__INSTRUCTION__: Rewrite the rows starting at the line that contains "Determine the exact" and ending at the line that contains "180L243 179L234 164L199", with every "rough mask" changed to "coarse mask" and nothing else altered.
+++
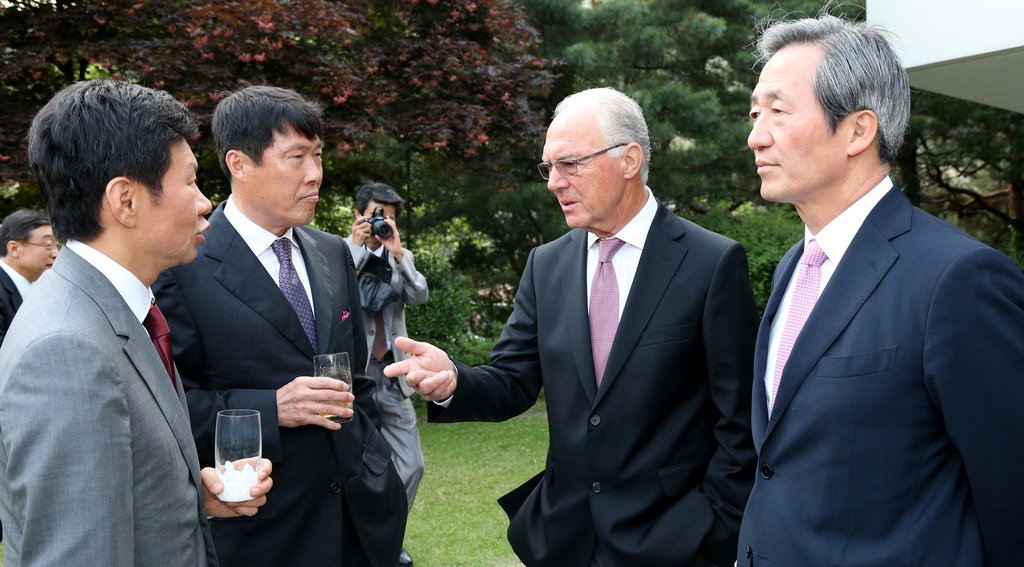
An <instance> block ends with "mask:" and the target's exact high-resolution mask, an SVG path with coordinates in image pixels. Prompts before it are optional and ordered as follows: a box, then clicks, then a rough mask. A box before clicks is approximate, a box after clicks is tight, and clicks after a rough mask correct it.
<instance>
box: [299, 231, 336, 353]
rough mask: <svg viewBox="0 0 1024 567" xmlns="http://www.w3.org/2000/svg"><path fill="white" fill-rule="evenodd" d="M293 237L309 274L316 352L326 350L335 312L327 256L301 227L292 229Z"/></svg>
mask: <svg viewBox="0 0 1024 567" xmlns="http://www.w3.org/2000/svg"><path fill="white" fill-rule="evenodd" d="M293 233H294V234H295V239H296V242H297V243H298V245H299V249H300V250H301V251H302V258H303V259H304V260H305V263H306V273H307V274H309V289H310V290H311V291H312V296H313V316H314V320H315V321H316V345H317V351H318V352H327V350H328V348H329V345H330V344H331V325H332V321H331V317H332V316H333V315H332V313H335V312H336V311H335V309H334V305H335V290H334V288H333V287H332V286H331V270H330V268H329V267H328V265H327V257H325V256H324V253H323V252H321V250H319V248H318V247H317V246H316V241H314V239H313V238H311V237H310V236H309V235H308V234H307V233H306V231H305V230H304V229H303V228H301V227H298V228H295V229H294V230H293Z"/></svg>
+++
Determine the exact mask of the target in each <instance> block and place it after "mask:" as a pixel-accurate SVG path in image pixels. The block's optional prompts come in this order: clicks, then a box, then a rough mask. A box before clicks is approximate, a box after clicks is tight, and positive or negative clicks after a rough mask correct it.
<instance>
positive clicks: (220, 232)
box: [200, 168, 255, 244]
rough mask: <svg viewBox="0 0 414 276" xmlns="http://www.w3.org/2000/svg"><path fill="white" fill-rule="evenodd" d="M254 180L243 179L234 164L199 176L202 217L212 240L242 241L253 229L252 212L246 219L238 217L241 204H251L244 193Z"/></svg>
+++
__RESULT FOR THIS EXERCISE__:
Determine the exact mask of the target in each <instance> block and place it after "mask:" as a pixel-accurate SVG path in image pixels. The block's optional prompts come in this order: clicks, then a box, then a coarse mask. A box before clicks is approximate, a box after clicks is tight, and positive or negative clicks after a coarse mask correct it.
<instance>
positive clicks: (220, 232)
box: [200, 168, 255, 244]
coarse mask: <svg viewBox="0 0 414 276" xmlns="http://www.w3.org/2000/svg"><path fill="white" fill-rule="evenodd" d="M254 180L243 179L234 164L199 176L202 217L212 240L242 241L253 229L252 212L246 219L238 217L241 204H251L244 193Z"/></svg>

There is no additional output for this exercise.